[Start of Attachment]
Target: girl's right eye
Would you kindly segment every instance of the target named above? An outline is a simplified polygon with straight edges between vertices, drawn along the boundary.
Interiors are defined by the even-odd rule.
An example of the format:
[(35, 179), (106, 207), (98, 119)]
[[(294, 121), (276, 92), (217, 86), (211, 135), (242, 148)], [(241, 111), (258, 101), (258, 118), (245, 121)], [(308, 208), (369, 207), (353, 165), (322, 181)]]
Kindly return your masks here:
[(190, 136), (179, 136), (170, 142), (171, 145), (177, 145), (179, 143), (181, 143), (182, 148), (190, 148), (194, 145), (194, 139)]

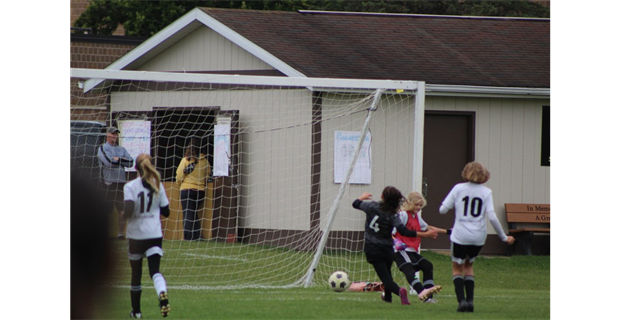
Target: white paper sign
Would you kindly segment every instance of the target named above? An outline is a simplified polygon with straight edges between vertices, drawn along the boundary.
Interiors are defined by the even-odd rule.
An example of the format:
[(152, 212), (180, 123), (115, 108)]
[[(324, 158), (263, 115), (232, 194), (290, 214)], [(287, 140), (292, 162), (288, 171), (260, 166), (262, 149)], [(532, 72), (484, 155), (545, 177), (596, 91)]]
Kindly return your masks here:
[[(127, 149), (134, 161), (141, 153), (151, 154), (151, 121), (119, 121), (118, 129), (121, 131), (119, 145)], [(125, 168), (125, 171), (136, 171), (136, 169)]]
[[(349, 163), (355, 155), (355, 148), (362, 133), (359, 131), (336, 131), (334, 134), (334, 183), (342, 183), (346, 178)], [(369, 132), (362, 144), (349, 183), (370, 184), (370, 140)]]
[(228, 177), (230, 160), (230, 125), (216, 124), (213, 142), (213, 176)]

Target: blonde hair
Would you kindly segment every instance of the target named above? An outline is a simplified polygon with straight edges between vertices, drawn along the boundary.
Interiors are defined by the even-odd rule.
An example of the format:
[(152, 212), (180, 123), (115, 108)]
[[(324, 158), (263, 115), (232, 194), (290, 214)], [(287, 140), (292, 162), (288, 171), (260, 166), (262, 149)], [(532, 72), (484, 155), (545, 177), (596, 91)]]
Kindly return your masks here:
[(142, 177), (142, 181), (146, 182), (155, 193), (158, 193), (161, 175), (153, 165), (153, 158), (146, 153), (139, 154), (136, 157), (136, 168), (138, 169), (138, 174)]
[(491, 173), (485, 168), (482, 163), (478, 161), (472, 161), (465, 165), (461, 172), (463, 180), (473, 183), (485, 183), (491, 178)]
[(407, 195), (405, 203), (403, 203), (402, 209), (404, 211), (413, 211), (416, 203), (422, 201), (422, 208), (426, 207), (426, 199), (417, 191), (411, 191)]

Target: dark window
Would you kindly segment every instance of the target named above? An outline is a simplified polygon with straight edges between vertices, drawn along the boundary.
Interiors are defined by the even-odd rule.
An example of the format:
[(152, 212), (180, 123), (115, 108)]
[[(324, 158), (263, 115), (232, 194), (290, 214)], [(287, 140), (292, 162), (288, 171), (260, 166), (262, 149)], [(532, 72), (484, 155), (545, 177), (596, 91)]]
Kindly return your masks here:
[(551, 107), (542, 109), (542, 142), (540, 144), (540, 165), (551, 166)]

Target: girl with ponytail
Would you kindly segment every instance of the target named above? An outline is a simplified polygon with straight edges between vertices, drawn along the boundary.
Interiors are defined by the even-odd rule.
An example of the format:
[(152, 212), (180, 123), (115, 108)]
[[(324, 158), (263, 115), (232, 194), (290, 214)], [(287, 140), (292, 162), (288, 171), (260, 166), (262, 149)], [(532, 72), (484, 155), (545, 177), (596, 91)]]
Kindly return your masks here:
[(142, 296), (142, 260), (148, 260), (149, 275), (153, 279), (161, 315), (170, 312), (168, 289), (159, 264), (164, 255), (163, 233), (159, 215), (170, 215), (166, 190), (161, 176), (153, 165), (150, 155), (141, 153), (136, 158), (138, 178), (125, 184), (125, 219), (129, 240), (129, 264), (131, 265), (131, 318), (141, 318), (140, 298)]

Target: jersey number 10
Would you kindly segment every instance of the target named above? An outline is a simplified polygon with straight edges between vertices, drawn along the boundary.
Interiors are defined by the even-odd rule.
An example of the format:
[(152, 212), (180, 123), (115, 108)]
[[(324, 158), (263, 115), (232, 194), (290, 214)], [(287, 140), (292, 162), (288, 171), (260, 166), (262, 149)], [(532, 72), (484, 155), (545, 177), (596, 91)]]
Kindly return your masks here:
[(482, 214), (482, 199), (475, 197), (471, 200), (471, 207), (469, 206), (469, 196), (463, 198), (463, 211), (464, 215), (467, 217), (467, 212), (471, 214), (472, 217), (477, 218)]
[End of Attachment]
Exercise requirements: What is needed is an exact copy of every record above, minus the images.

Result of the task:
Target: girl's right eye
Would you kindly segment every instance of the target named above? An outline is a simplified polygon with straight edges between vertices, drawn along the boundary.
Interiors are defined by the even-odd rule.
An example of the format:
[(35, 179), (106, 207), (98, 119)]
[[(294, 121), (276, 92), (217, 86), (211, 135), (242, 148)], [(241, 111), (258, 101), (258, 118), (245, 121)], [(308, 208), (369, 207), (353, 165), (322, 181)]]
Kindly return your masks here:
[(190, 136), (179, 136), (170, 142), (171, 145), (177, 145), (179, 143), (181, 143), (182, 148), (190, 148), (194, 145), (194, 139)]

Target: white paper sign
Would you kindly segment every instance of the target named above? An outline is a simplified polygon with straight edges between vertices, drawn along the boundary.
Interiors are defined by the even-odd rule.
An example of the format:
[(152, 212), (180, 123), (115, 108)]
[[(324, 158), (263, 115), (232, 194), (290, 214)], [(287, 140), (292, 162), (288, 171), (260, 166), (262, 149)], [(532, 72), (484, 155), (545, 177), (596, 91)]]
Kindly return your masks here:
[[(127, 149), (134, 161), (141, 153), (151, 154), (151, 121), (119, 121), (118, 129), (121, 131), (119, 145)], [(125, 168), (125, 171), (136, 171), (136, 169)]]
[[(349, 163), (355, 155), (355, 148), (362, 133), (359, 131), (336, 131), (334, 134), (334, 183), (342, 183), (346, 178)], [(369, 132), (362, 144), (349, 183), (370, 184), (370, 140)]]
[(228, 177), (230, 160), (230, 125), (216, 124), (213, 142), (213, 176)]

Target: blonde hair
Would you kindly segment every instance of the target named above? An outline is a simplified polygon with straight edges between vertices, drawn along the boundary.
Interiors are defined by the even-odd rule.
An example of the format:
[(152, 212), (180, 123), (115, 108)]
[[(324, 158), (263, 115), (232, 194), (290, 214)], [(287, 140), (292, 162), (288, 171), (260, 166), (262, 149)], [(532, 72), (484, 155), (545, 177), (596, 91)]]
Kindly return your masks here:
[(142, 177), (142, 181), (146, 182), (155, 193), (158, 193), (161, 175), (153, 165), (153, 158), (146, 153), (139, 154), (136, 157), (136, 168), (138, 169), (138, 174)]
[(491, 173), (485, 168), (482, 163), (478, 161), (472, 161), (465, 165), (461, 172), (463, 180), (473, 183), (485, 183), (491, 178)]
[(407, 195), (405, 203), (403, 203), (402, 209), (404, 211), (413, 211), (416, 203), (422, 201), (422, 208), (426, 207), (426, 199), (417, 191), (411, 191)]

Target: dark window
Would you kindly segment every instance of the target named above? An outline is a simplified polygon with straight edges between vertices, drawn along the boundary.
Interiors are defined by the even-odd rule.
An example of the format:
[(152, 212), (180, 123), (115, 108)]
[[(324, 158), (263, 115), (232, 194), (290, 214)], [(287, 140), (292, 162), (288, 171), (260, 166), (262, 149)], [(532, 72), (484, 155), (545, 177), (596, 91)]]
Kindly return your masks here:
[(551, 107), (542, 109), (542, 142), (540, 144), (540, 165), (551, 166)]

Target: girl with ponytail
Would you kindly segment every instance of the target named above? An outline is a simplified polygon with straight edges between vertices, drawn along the boundary.
Interiors are defined by the even-odd rule.
An example of the format:
[(152, 212), (180, 123), (115, 108)]
[[(324, 158), (263, 115), (232, 194), (290, 214)], [(287, 140), (292, 162), (288, 171), (260, 166), (262, 149)], [(532, 72), (484, 155), (545, 177), (596, 91)]]
Kindly return your masks here:
[(142, 296), (142, 260), (148, 260), (149, 275), (153, 279), (161, 315), (170, 312), (168, 289), (159, 264), (164, 255), (163, 233), (159, 215), (170, 215), (166, 190), (161, 176), (153, 165), (150, 155), (141, 153), (136, 158), (138, 178), (125, 184), (125, 219), (129, 240), (129, 264), (131, 265), (131, 318), (141, 318), (140, 298)]

Target: jersey number 10
Would you kindly segment every instance of the target named above? An outline is a simplified polygon with straight edges between vertices, drawn along the boundary.
Interiors are defined by the even-odd rule.
An example of the format:
[(152, 212), (180, 123), (115, 108)]
[[(324, 158), (263, 115), (232, 194), (290, 214)], [(287, 140), (292, 162), (288, 171), (260, 166), (262, 149)], [(532, 72), (484, 155), (545, 177), (596, 91)]]
Kindly return your masks here:
[(482, 214), (482, 199), (475, 197), (471, 200), (471, 207), (469, 206), (469, 196), (463, 198), (463, 211), (464, 215), (467, 217), (467, 212), (471, 214), (472, 217), (477, 218)]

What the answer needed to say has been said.